§ EXERCISE DETAILS: The records below are to be set down word for word, with every picture left out.

*** Opening RECORDED DATA ***

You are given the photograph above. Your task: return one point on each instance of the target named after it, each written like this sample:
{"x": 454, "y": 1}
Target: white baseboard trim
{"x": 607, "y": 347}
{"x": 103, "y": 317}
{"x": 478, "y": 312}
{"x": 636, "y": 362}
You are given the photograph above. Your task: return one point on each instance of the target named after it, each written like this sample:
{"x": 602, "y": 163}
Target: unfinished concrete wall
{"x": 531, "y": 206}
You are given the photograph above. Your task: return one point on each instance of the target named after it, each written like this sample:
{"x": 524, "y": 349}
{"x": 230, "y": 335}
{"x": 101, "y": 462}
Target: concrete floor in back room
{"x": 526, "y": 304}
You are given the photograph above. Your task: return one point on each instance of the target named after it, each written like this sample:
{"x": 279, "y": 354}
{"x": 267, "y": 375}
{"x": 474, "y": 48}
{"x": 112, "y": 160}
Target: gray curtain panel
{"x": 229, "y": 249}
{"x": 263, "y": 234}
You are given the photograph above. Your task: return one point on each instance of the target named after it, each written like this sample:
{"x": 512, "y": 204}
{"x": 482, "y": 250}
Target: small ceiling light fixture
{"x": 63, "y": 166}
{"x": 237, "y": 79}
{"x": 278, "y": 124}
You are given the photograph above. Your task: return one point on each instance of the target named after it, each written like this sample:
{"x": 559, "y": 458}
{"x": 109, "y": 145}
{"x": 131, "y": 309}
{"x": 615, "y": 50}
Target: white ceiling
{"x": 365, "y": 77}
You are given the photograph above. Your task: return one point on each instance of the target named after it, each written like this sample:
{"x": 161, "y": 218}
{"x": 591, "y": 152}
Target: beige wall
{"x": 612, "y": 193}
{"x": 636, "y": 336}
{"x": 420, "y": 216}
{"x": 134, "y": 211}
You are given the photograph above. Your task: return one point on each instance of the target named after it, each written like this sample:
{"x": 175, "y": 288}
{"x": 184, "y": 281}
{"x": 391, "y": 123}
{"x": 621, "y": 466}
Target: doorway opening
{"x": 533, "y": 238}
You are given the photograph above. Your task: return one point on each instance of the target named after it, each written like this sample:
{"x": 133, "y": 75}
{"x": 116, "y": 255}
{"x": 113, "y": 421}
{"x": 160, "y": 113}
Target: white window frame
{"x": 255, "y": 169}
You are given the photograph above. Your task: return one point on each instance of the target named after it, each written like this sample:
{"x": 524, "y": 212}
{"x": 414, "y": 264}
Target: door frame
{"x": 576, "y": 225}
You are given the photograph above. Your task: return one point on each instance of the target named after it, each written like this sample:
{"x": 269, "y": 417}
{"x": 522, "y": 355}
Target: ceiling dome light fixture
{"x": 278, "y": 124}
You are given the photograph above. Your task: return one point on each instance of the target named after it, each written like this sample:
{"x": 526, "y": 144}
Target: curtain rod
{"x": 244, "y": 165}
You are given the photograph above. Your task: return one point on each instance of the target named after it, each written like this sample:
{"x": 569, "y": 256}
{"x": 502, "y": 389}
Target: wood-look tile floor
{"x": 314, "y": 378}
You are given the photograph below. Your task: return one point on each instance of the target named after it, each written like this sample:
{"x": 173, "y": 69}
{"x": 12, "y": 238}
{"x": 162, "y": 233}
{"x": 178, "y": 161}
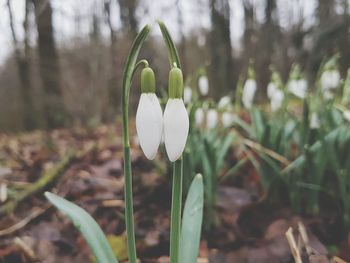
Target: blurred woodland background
{"x": 61, "y": 61}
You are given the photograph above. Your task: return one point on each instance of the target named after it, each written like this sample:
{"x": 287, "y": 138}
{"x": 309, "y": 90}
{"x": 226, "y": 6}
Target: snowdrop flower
{"x": 330, "y": 79}
{"x": 227, "y": 119}
{"x": 175, "y": 119}
{"x": 199, "y": 117}
{"x": 347, "y": 115}
{"x": 149, "y": 119}
{"x": 224, "y": 102}
{"x": 203, "y": 85}
{"x": 314, "y": 121}
{"x": 249, "y": 90}
{"x": 271, "y": 88}
{"x": 212, "y": 118}
{"x": 276, "y": 100}
{"x": 187, "y": 95}
{"x": 328, "y": 95}
{"x": 298, "y": 87}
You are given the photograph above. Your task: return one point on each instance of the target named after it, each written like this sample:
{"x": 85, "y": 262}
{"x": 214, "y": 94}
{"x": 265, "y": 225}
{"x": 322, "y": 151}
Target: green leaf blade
{"x": 87, "y": 226}
{"x": 192, "y": 222}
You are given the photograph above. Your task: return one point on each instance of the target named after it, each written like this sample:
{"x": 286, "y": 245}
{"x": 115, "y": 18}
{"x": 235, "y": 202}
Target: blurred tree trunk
{"x": 268, "y": 35}
{"x": 344, "y": 39}
{"x": 128, "y": 16}
{"x": 182, "y": 47}
{"x": 249, "y": 35}
{"x": 322, "y": 46}
{"x": 222, "y": 75}
{"x": 23, "y": 65}
{"x": 50, "y": 72}
{"x": 113, "y": 85}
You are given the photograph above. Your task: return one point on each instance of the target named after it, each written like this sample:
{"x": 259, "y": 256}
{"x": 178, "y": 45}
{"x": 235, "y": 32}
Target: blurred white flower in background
{"x": 199, "y": 117}
{"x": 347, "y": 115}
{"x": 187, "y": 95}
{"x": 224, "y": 102}
{"x": 227, "y": 118}
{"x": 249, "y": 90}
{"x": 314, "y": 121}
{"x": 271, "y": 88}
{"x": 203, "y": 85}
{"x": 276, "y": 99}
{"x": 212, "y": 118}
{"x": 330, "y": 79}
{"x": 298, "y": 87}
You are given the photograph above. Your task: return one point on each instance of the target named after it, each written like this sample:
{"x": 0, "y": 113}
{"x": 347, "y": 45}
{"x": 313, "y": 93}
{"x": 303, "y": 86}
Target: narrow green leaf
{"x": 87, "y": 227}
{"x": 192, "y": 222}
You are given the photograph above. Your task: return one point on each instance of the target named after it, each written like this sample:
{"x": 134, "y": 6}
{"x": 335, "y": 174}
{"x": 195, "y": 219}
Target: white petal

*** Closing RECORDED DATA ***

§ RESPONSE AREA:
You are given the photograph above. Your task: return one point on each instance of the target named after it, each written like this sample:
{"x": 454, "y": 1}
Target: white baseboard trim
{"x": 607, "y": 347}
{"x": 103, "y": 317}
{"x": 478, "y": 312}
{"x": 636, "y": 362}
You are given the photograph above. Your task: return one point on each instance of the target named after it, each written like this sample:
{"x": 602, "y": 163}
Target: unfinished concrete wall
{"x": 531, "y": 206}
You are given the photograph above. Your task: return one point on each instance of the target named after it, each written like this sample:
{"x": 524, "y": 349}
{"x": 230, "y": 335}
{"x": 101, "y": 462}
Target: concrete floor in back room
{"x": 526, "y": 304}
You are given the photograph above. Your task: return one point on each instance of the target named after it, each written like this sample:
{"x": 279, "y": 354}
{"x": 267, "y": 375}
{"x": 474, "y": 48}
{"x": 112, "y": 160}
Target: gray curtain panel
{"x": 229, "y": 249}
{"x": 263, "y": 234}
You are given the photograph above. Your task: return one point on each instance of the target named after it, each written like this sample:
{"x": 512, "y": 204}
{"x": 482, "y": 250}
Target: small ceiling light fixture
{"x": 63, "y": 166}
{"x": 237, "y": 79}
{"x": 278, "y": 124}
You are given the photograph above. Your task: return one point on each instance of the target named after it, each written like this sample:
{"x": 559, "y": 458}
{"x": 109, "y": 145}
{"x": 131, "y": 309}
{"x": 615, "y": 50}
Target: white ceiling
{"x": 365, "y": 77}
You are given the photograph above. Your task: return one point on each instance of the target named after it, each written like this sample:
{"x": 161, "y": 218}
{"x": 591, "y": 152}
Target: beige wall
{"x": 612, "y": 193}
{"x": 636, "y": 336}
{"x": 420, "y": 216}
{"x": 134, "y": 211}
You are given the photograph above. Your task: return one point on each instance of the target named after it, each written like this sample:
{"x": 175, "y": 288}
{"x": 184, "y": 281}
{"x": 391, "y": 123}
{"x": 621, "y": 466}
Target: doorway opening
{"x": 533, "y": 238}
You are given the photograph above. Your task: return one point on each instance of the target named after it, each written like this sample:
{"x": 133, "y": 75}
{"x": 116, "y": 255}
{"x": 113, "y": 421}
{"x": 160, "y": 113}
Target: white window frame
{"x": 255, "y": 169}
You are given the photograph above. Your task: return one point on each instance of the target named after it, each written like this sample:
{"x": 524, "y": 212}
{"x": 414, "y": 264}
Target: door frame
{"x": 576, "y": 225}
You are given the photograph above. Your task: return one point on each instance of the target named after it, each written like this sample:
{"x": 269, "y": 417}
{"x": 522, "y": 355}
Target: ceiling dome light fixture
{"x": 278, "y": 124}
You are given the photograph above. Your task: return one point on each instance of the target named after it, each written like this sample:
{"x": 526, "y": 144}
Target: curtain rod
{"x": 244, "y": 165}
You are given the photograph above. Your task: return one point on each instance of the target named after it, each written like this sample:
{"x": 569, "y": 256}
{"x": 502, "y": 389}
Target: wood-look tile floor
{"x": 314, "y": 378}
You are given the photograph below. Your task: return one point on each instance of the target named after it, each written like this sample:
{"x": 173, "y": 69}
{"x": 12, "y": 238}
{"x": 162, "y": 233}
{"x": 178, "y": 161}
Target: blurred woodland background
{"x": 61, "y": 61}
You are given the photograph above. Your task: return one point on each instance of the target named after it, each written like this sample:
{"x": 287, "y": 138}
{"x": 309, "y": 90}
{"x": 226, "y": 6}
Target: snowdrop flower
{"x": 330, "y": 79}
{"x": 227, "y": 119}
{"x": 175, "y": 119}
{"x": 199, "y": 117}
{"x": 347, "y": 115}
{"x": 149, "y": 119}
{"x": 224, "y": 102}
{"x": 203, "y": 85}
{"x": 314, "y": 121}
{"x": 249, "y": 90}
{"x": 271, "y": 88}
{"x": 212, "y": 118}
{"x": 276, "y": 100}
{"x": 187, "y": 95}
{"x": 328, "y": 95}
{"x": 298, "y": 87}
You are given the photograph above. Your task: return one point on each instance of the target named after it, each written like this sample:
{"x": 85, "y": 262}
{"x": 214, "y": 94}
{"x": 265, "y": 225}
{"x": 322, "y": 151}
Target: green leaf blade
{"x": 87, "y": 226}
{"x": 192, "y": 222}
You are given the photograph above. Your task: return one point on each instance of the target named after it, each written like this sample:
{"x": 286, "y": 245}
{"x": 115, "y": 18}
{"x": 235, "y": 202}
Target: blurred tree trunk
{"x": 268, "y": 35}
{"x": 344, "y": 39}
{"x": 128, "y": 16}
{"x": 182, "y": 47}
{"x": 249, "y": 35}
{"x": 322, "y": 46}
{"x": 222, "y": 75}
{"x": 23, "y": 65}
{"x": 50, "y": 72}
{"x": 113, "y": 85}
You are given the photograph above. Your task: return one point on each instance of the target named after it, each written like this sample:
{"x": 259, "y": 256}
{"x": 178, "y": 45}
{"x": 235, "y": 32}
Target: blurred white flower in background
{"x": 199, "y": 117}
{"x": 347, "y": 115}
{"x": 187, "y": 95}
{"x": 224, "y": 102}
{"x": 227, "y": 118}
{"x": 249, "y": 90}
{"x": 314, "y": 121}
{"x": 271, "y": 88}
{"x": 203, "y": 85}
{"x": 276, "y": 99}
{"x": 212, "y": 118}
{"x": 330, "y": 79}
{"x": 298, "y": 87}
You are given the photograph above. Your task: return one point on each instance of the target named after it, each written like this sample:
{"x": 0, "y": 113}
{"x": 347, "y": 45}
{"x": 313, "y": 93}
{"x": 303, "y": 86}
Target: narrow green leaf
{"x": 87, "y": 227}
{"x": 192, "y": 222}
You are given the photograph above. Your task: return one point on each instance of the target named after it, each written like this sample:
{"x": 134, "y": 6}
{"x": 335, "y": 174}
{"x": 195, "y": 219}
Target: white petal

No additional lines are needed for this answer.